> What is expected
Copy these rows word for word, starting at the very first line and ending after the line that contains "(151, 13), (208, 150)".

[Saved data entries]

+++

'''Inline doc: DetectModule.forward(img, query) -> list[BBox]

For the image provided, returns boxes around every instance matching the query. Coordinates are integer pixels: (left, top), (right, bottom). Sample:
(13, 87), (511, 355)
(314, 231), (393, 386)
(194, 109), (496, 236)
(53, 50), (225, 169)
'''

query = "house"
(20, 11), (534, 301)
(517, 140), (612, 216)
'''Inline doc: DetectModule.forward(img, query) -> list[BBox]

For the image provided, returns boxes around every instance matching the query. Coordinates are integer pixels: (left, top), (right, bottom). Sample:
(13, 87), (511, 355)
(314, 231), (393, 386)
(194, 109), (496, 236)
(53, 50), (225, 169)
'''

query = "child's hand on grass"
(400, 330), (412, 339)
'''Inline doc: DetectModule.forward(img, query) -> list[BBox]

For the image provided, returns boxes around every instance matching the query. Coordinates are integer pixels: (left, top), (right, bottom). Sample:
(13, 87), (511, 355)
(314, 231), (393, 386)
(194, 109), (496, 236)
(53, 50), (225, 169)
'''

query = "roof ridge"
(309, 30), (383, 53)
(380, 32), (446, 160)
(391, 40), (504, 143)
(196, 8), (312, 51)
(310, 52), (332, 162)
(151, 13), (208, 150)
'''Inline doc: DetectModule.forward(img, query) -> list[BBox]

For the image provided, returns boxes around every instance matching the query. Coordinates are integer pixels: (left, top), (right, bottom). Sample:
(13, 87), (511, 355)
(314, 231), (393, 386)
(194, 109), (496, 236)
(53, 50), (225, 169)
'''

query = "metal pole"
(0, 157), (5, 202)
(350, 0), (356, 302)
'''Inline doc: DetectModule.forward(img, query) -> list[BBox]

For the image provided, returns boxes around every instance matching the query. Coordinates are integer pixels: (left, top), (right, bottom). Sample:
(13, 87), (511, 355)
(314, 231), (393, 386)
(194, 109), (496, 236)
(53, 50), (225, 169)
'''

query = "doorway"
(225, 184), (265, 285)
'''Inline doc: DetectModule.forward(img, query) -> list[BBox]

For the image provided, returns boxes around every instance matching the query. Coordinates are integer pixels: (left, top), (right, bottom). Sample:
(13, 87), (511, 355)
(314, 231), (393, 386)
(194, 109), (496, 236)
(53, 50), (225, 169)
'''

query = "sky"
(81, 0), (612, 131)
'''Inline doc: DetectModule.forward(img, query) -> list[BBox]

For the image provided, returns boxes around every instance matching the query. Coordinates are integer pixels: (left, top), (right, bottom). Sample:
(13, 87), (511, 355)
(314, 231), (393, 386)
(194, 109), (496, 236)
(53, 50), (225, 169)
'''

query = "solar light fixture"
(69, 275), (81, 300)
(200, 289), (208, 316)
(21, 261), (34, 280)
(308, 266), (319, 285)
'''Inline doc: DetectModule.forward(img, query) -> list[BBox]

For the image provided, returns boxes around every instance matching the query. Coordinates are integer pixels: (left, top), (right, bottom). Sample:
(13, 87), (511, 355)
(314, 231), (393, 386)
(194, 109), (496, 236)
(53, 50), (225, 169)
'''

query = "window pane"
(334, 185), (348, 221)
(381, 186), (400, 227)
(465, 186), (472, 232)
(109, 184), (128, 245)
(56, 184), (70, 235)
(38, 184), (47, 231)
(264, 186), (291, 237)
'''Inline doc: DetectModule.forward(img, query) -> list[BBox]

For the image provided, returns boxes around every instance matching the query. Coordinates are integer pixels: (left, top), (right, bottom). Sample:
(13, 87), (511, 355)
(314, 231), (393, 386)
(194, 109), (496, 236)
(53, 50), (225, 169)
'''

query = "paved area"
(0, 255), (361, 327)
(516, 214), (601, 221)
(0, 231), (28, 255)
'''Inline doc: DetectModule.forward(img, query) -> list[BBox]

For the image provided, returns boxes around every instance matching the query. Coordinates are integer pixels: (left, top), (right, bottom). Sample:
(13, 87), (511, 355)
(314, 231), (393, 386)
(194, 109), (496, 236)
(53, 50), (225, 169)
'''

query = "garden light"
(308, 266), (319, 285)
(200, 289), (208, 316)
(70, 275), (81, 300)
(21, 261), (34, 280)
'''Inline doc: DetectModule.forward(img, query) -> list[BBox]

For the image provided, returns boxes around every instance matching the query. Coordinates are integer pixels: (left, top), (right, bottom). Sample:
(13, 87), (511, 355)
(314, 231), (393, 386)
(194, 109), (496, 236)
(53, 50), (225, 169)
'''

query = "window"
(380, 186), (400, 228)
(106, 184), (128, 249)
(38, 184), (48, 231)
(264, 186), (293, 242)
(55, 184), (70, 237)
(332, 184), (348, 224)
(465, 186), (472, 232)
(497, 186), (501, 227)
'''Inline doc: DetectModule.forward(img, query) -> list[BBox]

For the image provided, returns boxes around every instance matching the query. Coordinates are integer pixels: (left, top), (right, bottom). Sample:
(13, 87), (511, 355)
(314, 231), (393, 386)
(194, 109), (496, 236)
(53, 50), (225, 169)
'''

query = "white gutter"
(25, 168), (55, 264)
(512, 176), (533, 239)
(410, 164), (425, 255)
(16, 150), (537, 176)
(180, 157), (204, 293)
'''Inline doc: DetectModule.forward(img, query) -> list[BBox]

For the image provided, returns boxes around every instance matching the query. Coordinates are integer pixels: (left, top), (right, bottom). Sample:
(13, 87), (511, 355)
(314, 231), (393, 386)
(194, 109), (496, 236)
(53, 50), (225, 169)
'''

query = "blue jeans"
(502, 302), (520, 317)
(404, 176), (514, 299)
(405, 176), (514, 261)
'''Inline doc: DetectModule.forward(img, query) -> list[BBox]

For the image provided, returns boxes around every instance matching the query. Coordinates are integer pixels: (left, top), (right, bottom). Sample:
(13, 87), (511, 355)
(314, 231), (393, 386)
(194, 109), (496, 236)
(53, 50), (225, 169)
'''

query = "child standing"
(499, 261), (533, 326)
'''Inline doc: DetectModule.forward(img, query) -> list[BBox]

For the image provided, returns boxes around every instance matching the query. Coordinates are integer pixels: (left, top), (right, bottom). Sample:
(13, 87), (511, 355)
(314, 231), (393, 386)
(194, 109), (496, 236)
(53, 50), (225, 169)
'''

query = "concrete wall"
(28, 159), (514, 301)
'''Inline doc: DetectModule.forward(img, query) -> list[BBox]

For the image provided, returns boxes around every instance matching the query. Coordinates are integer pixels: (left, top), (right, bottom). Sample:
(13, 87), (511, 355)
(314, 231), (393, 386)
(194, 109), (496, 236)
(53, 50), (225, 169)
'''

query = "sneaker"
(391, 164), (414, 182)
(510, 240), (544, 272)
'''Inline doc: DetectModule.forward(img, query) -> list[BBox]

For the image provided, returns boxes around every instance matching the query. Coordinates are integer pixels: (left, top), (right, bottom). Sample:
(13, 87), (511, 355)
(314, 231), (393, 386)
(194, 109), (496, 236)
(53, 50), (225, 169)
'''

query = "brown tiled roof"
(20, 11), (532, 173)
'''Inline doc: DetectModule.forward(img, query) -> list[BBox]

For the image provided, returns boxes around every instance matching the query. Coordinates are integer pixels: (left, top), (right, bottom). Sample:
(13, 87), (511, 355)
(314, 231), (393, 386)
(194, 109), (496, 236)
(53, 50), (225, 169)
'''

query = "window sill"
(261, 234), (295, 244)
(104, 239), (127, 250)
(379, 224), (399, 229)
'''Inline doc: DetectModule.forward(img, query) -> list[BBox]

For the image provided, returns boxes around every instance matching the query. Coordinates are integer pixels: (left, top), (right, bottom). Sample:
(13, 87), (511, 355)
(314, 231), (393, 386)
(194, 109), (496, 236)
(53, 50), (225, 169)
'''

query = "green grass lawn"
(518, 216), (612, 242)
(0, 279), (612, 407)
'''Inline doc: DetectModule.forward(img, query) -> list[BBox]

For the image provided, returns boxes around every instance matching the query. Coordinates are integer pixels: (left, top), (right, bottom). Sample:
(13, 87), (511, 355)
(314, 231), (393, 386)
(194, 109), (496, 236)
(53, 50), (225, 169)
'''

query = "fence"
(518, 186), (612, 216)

+++

> Answer to this exercise
'''Inline doc: DetectModule.forward(img, query) -> list[BBox]

For the image provided, returns boxes around every instance matching the query. Coordinates are integer pixels: (left, top), (right, bottom). Sample:
(13, 87), (511, 355)
(314, 231), (393, 386)
(194, 109), (496, 236)
(53, 50), (225, 169)
'''

query = "house"
(20, 11), (534, 301)
(517, 140), (612, 216)
'''Inline doc: DetectModule.forward(img, query) -> list[BBox]

For the image provided, returns boxes around every instance matching the query. Coordinates are integer pixels: (left, top), (right, bottom). Sample:
(13, 87), (511, 355)
(314, 231), (393, 386)
(194, 109), (496, 236)
(53, 50), (225, 169)
'''

query = "child's hand on grass"
(400, 330), (412, 339)
'''Inline doc: DetectModule.forward(img, query) -> list[BBox]

For the image provided, returns boxes around every instance matching the query. Coordinates are integer pixels: (left, top), (right, bottom). Sample:
(13, 87), (511, 355)
(314, 231), (393, 386)
(194, 109), (496, 236)
(53, 50), (225, 169)
'''

query = "roof ridge"
(309, 30), (383, 53)
(380, 32), (446, 160)
(391, 40), (504, 143)
(196, 8), (312, 51)
(310, 52), (332, 162)
(151, 13), (208, 150)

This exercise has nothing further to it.